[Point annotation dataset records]
=======

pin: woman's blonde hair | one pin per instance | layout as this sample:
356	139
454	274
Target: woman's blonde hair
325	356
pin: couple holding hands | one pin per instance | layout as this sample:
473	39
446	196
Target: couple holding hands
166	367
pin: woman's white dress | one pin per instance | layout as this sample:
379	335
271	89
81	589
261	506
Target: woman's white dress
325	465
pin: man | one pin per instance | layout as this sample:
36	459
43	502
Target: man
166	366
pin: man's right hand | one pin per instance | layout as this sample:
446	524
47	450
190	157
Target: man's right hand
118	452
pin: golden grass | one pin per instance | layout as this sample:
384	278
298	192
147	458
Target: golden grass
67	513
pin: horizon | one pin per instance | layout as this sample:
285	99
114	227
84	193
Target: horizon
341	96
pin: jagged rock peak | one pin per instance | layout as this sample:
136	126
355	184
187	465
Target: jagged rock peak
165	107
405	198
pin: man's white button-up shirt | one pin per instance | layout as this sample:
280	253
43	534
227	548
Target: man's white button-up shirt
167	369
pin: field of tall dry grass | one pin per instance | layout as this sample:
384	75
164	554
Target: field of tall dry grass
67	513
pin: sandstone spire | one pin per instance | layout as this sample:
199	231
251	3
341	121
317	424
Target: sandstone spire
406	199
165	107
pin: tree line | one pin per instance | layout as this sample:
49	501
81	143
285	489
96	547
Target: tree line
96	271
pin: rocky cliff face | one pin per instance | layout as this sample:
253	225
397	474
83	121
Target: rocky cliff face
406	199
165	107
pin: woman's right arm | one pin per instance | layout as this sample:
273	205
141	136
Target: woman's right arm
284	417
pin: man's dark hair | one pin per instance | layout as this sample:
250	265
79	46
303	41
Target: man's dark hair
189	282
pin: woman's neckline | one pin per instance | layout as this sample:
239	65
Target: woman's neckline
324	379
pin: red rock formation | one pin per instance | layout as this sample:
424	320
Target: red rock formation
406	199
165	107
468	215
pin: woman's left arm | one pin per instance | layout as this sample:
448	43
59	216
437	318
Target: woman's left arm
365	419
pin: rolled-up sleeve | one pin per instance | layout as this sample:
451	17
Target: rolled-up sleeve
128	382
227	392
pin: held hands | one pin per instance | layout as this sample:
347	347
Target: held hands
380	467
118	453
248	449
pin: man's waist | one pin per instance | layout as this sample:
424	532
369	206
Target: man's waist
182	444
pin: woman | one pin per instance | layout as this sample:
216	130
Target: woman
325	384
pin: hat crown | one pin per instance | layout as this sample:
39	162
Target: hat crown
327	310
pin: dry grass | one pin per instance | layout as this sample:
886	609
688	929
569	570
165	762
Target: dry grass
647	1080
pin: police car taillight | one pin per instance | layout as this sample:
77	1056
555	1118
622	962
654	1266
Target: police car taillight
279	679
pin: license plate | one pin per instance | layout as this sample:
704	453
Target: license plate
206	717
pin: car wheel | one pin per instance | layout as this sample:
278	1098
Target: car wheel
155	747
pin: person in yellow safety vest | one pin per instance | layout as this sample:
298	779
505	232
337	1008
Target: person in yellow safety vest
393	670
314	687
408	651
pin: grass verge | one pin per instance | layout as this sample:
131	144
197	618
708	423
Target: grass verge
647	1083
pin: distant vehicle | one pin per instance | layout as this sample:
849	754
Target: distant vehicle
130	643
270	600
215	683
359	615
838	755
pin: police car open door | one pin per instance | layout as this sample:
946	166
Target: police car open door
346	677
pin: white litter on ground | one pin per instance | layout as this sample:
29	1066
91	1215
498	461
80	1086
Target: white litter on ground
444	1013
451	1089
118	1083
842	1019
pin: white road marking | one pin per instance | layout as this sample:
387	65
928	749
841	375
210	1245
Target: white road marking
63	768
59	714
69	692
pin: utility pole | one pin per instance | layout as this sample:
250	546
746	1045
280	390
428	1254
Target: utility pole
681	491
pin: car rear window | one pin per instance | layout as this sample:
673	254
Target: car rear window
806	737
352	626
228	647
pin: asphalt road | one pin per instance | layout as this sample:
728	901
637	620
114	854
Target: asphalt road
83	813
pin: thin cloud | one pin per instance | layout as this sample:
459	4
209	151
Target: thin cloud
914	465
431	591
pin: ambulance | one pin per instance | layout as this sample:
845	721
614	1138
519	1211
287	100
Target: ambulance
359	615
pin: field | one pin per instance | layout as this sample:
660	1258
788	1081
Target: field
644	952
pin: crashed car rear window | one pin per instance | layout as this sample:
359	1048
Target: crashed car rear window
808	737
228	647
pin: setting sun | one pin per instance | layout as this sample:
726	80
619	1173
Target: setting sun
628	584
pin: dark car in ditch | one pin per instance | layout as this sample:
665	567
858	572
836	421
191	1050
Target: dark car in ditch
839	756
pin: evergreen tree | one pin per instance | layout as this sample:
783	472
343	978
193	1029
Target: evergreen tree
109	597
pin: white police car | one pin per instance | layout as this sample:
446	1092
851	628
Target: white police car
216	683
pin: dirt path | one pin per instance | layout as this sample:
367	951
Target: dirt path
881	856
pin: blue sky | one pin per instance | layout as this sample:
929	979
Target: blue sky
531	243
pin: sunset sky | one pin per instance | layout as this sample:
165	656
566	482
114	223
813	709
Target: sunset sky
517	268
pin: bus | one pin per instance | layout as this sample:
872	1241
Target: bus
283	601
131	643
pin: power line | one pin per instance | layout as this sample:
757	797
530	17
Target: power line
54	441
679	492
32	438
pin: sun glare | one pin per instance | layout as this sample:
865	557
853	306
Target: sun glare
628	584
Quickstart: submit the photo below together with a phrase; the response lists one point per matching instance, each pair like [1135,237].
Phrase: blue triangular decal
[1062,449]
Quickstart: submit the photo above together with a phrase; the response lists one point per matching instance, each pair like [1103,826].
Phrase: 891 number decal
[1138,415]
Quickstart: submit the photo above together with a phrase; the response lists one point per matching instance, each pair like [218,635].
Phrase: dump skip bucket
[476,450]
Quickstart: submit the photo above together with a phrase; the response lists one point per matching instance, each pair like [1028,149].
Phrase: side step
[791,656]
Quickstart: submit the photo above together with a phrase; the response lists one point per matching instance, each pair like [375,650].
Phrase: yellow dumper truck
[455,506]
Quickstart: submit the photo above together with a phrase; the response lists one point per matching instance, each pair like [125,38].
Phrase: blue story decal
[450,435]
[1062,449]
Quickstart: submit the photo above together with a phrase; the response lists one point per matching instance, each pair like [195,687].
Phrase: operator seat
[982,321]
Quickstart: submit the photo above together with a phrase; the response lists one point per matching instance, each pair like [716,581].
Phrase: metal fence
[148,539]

=======

Rewrite the part of the material that opens with the line containing "pair like [375,650]." and closes at the end of the material, leaving the requests unchanged. In the answers only, multiply every point coordinate by 2.55 and round it to a whole number, with halves rounded up.

Task answer.
Quickstart: submit the photo above together with a phrase; the response lists one point per matching instance, each pair like [375,650].
Phrase: yellow dumper truck
[1160,1290]
Quickstart: submit the photo above together with a phrase; the response lists one point per matching instance, each pair like [125,38].
Phrase: blue story decal
[1148,1109]
[2708,1145]
Quickstart: submit the photo above together with a phrase; the response lists one point per matching instance, each pair like [195,687].
Phrase: operator seat
[2504,819]
Quickstart: submit the photo above together with a phrase; the response lists one point per matching instance, each pair like [716,581].
Phrase: metal fence
[377,1374]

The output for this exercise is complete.